> Short exercise
Copy exactly, and only, the lines from the line containing "Task: locate the cockpit" through the last line of the records below, both included.

(Stored items from a collection)

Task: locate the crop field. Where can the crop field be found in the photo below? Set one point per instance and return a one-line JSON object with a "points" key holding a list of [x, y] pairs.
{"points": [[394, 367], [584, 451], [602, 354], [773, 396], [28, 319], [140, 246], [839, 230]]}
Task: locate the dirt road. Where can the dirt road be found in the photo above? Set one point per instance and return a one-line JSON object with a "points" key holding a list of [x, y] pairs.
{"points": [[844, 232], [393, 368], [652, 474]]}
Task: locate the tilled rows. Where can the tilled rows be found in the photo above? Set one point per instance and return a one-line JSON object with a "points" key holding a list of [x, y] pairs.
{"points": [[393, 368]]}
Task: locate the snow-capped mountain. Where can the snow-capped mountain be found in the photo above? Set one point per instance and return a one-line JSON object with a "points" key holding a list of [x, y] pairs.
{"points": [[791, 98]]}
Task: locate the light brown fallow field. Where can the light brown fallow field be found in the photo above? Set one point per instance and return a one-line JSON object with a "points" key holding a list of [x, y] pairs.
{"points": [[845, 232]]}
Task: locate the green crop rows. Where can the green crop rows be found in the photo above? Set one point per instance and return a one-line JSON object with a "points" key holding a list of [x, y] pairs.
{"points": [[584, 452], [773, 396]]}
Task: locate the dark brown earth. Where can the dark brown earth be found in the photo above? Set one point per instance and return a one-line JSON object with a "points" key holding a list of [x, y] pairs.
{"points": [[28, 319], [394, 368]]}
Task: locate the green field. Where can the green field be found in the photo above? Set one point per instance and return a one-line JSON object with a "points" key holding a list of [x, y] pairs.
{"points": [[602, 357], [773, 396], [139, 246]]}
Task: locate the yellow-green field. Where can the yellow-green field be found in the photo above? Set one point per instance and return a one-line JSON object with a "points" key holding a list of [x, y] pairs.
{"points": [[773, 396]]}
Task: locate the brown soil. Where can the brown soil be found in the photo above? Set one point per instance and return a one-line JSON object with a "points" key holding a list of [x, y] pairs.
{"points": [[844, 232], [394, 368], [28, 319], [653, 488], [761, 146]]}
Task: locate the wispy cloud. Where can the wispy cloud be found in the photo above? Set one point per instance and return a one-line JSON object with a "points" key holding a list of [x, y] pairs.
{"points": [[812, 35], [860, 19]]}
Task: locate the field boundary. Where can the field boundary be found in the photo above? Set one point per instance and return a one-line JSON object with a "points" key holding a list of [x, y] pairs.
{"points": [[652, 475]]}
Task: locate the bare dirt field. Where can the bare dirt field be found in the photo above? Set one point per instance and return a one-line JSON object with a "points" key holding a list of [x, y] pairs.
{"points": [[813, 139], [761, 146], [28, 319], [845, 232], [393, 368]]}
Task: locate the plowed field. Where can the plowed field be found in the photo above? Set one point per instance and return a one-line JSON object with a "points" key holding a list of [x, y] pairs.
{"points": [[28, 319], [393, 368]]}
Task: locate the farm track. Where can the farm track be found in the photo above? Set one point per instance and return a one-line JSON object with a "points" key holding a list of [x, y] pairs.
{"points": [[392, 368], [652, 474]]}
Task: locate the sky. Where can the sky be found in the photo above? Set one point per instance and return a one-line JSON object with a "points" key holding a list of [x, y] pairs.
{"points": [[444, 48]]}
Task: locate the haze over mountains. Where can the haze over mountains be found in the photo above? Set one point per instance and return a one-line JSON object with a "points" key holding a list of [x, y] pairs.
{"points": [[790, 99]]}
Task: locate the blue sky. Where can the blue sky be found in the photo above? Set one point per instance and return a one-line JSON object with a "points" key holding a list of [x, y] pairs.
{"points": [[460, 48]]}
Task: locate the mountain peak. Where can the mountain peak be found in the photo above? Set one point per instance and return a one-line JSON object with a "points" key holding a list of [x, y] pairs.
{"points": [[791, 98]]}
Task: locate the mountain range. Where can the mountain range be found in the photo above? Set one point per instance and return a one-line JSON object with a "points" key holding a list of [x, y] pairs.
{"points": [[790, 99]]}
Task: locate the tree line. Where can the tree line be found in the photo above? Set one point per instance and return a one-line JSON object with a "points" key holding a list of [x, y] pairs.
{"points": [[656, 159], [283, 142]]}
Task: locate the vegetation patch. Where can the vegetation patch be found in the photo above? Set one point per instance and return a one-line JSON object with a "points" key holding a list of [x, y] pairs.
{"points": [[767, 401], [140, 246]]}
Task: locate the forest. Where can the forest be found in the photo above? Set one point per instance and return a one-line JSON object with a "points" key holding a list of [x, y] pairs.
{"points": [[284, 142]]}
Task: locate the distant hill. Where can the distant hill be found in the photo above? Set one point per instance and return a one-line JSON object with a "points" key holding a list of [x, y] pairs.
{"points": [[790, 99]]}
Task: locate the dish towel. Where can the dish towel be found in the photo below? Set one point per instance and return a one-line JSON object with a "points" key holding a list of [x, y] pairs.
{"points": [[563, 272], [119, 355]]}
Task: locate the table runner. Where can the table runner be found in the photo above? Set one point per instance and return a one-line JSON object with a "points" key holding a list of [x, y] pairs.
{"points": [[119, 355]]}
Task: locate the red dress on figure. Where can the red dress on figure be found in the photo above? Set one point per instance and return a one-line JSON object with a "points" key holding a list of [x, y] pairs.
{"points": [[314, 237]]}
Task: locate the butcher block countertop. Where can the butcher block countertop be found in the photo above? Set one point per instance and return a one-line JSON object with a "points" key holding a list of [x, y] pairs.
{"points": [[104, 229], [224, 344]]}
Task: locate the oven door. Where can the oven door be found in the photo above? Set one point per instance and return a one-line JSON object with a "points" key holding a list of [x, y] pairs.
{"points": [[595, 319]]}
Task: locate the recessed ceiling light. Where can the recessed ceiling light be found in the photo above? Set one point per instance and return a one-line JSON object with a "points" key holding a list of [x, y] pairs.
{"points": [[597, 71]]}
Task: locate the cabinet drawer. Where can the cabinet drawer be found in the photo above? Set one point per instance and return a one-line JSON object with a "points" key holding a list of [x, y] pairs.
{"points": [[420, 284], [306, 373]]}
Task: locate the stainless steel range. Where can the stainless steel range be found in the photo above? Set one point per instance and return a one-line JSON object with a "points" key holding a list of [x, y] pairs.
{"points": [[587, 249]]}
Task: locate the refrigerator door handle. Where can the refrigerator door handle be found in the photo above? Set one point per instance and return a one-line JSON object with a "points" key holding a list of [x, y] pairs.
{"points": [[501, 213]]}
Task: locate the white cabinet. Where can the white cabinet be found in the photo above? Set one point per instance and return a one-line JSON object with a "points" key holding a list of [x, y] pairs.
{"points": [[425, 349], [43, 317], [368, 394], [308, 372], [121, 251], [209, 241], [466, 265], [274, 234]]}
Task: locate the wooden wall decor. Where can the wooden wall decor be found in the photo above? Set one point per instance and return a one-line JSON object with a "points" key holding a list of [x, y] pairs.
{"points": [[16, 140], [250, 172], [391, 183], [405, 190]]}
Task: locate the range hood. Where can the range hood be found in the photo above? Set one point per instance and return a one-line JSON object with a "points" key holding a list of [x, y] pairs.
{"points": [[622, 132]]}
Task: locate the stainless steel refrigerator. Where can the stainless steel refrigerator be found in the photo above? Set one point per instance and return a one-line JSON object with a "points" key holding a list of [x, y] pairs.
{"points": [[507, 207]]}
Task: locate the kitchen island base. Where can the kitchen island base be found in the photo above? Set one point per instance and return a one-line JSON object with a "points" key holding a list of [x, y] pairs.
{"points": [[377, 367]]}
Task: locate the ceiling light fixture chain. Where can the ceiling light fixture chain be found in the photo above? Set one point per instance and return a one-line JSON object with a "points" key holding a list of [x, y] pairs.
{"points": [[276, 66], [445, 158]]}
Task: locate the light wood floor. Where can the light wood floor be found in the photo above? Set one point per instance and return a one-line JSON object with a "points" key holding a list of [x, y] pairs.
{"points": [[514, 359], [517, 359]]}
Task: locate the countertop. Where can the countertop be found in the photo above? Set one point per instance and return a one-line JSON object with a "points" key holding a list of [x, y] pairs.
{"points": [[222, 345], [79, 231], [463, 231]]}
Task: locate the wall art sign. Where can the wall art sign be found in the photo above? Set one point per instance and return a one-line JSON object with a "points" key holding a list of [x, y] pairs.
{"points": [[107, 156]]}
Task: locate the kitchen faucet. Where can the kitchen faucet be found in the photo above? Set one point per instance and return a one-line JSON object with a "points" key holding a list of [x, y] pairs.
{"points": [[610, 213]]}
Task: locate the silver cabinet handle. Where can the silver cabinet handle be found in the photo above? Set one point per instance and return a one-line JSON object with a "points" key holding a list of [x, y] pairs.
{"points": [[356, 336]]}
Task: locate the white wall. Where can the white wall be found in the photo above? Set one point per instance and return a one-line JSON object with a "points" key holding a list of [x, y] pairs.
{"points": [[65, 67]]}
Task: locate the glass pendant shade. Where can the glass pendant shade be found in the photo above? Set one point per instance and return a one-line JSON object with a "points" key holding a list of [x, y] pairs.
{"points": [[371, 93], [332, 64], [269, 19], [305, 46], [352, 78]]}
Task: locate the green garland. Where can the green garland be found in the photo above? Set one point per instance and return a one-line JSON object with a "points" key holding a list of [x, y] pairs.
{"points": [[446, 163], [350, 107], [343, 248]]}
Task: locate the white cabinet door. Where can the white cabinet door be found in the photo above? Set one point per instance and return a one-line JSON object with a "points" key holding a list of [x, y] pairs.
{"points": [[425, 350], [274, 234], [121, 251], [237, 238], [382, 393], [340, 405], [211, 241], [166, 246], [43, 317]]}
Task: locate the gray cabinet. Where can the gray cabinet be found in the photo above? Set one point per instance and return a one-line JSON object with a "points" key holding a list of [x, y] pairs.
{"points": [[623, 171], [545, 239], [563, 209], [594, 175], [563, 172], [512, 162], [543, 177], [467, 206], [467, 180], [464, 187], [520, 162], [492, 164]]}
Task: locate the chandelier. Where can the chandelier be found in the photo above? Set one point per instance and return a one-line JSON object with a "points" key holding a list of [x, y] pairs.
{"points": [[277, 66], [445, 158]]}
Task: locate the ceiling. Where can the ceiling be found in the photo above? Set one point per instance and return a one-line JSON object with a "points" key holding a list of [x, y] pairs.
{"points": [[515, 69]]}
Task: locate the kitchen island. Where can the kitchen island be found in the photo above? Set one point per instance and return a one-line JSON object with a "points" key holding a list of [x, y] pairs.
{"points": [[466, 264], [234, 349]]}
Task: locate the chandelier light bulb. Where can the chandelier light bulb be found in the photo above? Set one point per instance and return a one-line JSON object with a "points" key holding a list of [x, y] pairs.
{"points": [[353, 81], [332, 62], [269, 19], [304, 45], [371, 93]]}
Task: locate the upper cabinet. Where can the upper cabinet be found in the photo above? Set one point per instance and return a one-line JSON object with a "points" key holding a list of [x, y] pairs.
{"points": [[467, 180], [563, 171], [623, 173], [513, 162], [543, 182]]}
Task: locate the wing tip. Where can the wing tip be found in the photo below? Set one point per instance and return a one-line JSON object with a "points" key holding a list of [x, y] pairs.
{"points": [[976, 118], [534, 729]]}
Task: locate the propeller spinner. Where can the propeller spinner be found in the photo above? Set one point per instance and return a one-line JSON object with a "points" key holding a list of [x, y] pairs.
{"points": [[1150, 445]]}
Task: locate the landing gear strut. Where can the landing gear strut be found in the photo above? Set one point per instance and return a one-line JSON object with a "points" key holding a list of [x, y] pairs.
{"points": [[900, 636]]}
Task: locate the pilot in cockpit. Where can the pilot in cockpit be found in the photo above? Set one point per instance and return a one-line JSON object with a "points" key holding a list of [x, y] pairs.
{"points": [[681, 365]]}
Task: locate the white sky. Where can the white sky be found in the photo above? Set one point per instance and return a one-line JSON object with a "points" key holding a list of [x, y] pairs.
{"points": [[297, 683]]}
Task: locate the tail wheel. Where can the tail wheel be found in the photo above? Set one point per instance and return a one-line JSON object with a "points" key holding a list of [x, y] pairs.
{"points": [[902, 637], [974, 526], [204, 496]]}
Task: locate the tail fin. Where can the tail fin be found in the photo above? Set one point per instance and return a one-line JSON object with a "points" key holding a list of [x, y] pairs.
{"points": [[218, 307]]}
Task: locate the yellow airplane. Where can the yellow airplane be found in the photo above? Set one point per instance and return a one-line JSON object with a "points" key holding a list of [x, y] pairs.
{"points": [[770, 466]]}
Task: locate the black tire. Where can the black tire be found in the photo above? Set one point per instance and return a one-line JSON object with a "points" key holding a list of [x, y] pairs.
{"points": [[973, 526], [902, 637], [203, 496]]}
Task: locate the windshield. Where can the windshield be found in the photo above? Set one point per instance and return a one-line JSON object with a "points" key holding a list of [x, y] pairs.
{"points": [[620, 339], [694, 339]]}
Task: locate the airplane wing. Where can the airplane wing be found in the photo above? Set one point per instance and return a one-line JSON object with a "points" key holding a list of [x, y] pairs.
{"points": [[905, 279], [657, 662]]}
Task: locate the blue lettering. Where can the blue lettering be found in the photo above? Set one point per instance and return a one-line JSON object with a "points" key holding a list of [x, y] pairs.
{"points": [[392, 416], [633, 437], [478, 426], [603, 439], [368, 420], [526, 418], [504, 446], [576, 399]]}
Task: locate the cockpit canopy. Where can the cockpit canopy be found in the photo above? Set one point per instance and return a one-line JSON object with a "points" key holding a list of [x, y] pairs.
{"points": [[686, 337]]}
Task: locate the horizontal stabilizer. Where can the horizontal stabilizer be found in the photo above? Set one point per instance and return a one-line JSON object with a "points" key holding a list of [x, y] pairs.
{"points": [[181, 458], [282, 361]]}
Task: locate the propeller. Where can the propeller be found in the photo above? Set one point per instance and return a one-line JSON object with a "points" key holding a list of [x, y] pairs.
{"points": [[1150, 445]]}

> Exercise output
Task: locate the cockpit canopy. Where can the cockpit canopy be found in the photo above? Set one point per instance and return a one-line JSON object with a "points" key holding a list of [x, y] pairs.
{"points": [[686, 337]]}
Task: locate the horizontal stabilizer. Where can the horizontal stabilizer be found in the photo above? Set one point per instance and return a one-line JSON object with a "points" key holding a list of [x, y] pairs.
{"points": [[181, 458], [282, 361]]}
Task: locate the propeller. Where can the propeller be found in the photo above? Set one point per instance and return a one-line JSON object with a "points" key holding a list of [x, y] pairs.
{"points": [[1150, 445]]}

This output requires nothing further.